──────── SELECTED PASSAGE ────────
What is a Balanced Meal?

We’re almost through the first quarter of the year and many of us have already abandoned our New Year’s resolutions. If you’re harbouring some guilt about abandoning your commitment to eat better this year, there’s no time like the present to revisit your goals and try again. However, instead of following a strict diet or a fad meal plan, focus on eating balanced meals. The advantage of simply aiming to eat balanced meals is that the possibilities are endless when it comes to ingredients. This way of eating is incredibly versatile and can be modified to suit any taste. So, what do they consist of? And how can you achieve consistency eating balanced meals?

What’s in a Balanced Meal

We all understand the importance of eating a balanced meal, but many of us aren’t sure what that really constitutes.  Good news: it’s actually pretty simple! Half of a balanced meal is made up of vegetables, which pack fibre, vitamins and nutrients. A quarter is made up of protein, like canned tuna. Finally, a quarter is made up of whole grain carbohydrates, like quinoa, brown rice, whole wheat bread, etc.
──────── INFORMATION SHOWN ────────
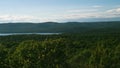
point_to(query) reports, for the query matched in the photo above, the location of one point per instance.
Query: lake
(7, 34)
────────
*PROBLEMS AND TASKS*
A - Decide whether each statement below agrees with the passage on balanced meals. For each one, answer yes or no and quote the words of the passage that decide it.
(i) Vegetables make up half of a balanced meal.
(ii) The passage recommends following a strict diet or a fad meal plan.
(iii) Canned tuna is given as an example of a whole grain carbohydrate.
B - Extend the passage on balanced meals, beginning right after its final sentence.

*RESPONSES TO THE EXERCISE*
A -
(i) Yes: "Half of a balanced meal is made up of vegetables, which pack fibre, vitamins and nutrients."
(ii) No: "However, instead of following a strict diet or a fad meal plan, focus on eating balanced meals."
(iii) No: "A quarter is made up of protein, like canned tuna."

B -
How to Eat Balanced Meals Consistently

Eating balanced meals consistently is one of the biggest challenges for most people. Sure, you probably eat well some or most of the time, but it’s not easy to keep it up all of the time. However, there are a few things you can do to make eating a balanced meal every time easier.

For starters, keep healthy foods you enjoy on hand. You’re much more likely to reach for something healthy if you don’t have to run to the store to get it. Keeping your fridge stocked with vegetables you like will make it much easier to add them to meals, whether they’re cooked or fresh. Having lean protein on hand in your freezer, fridge or pantry is also important. Finally, keep whole, dry carbohydrates, like quinoa, stocked in your pantry.

When you’re eating out, don’t be afraid to substitute sides or ingredients to make your meals healthier following the guidelines of half, quarter, and quarter.

Finally, spend some time modifying some of your favourite comforting recipes so they’re healthier, while still satisfying your craving. For example, substitute olive oil for butter and use spices for flavour rather than salt. Try using brown alternatives for foods like pasta, rice, and bread. Wherever possible, try to cut down on sugar and salt as well. When it comes to salt, you’d be surprised at how quickly you can adjust to using and eating less of it. Without compromising flavour, sugar can be replaced by some great natural sweeteners like honey and maple syrup.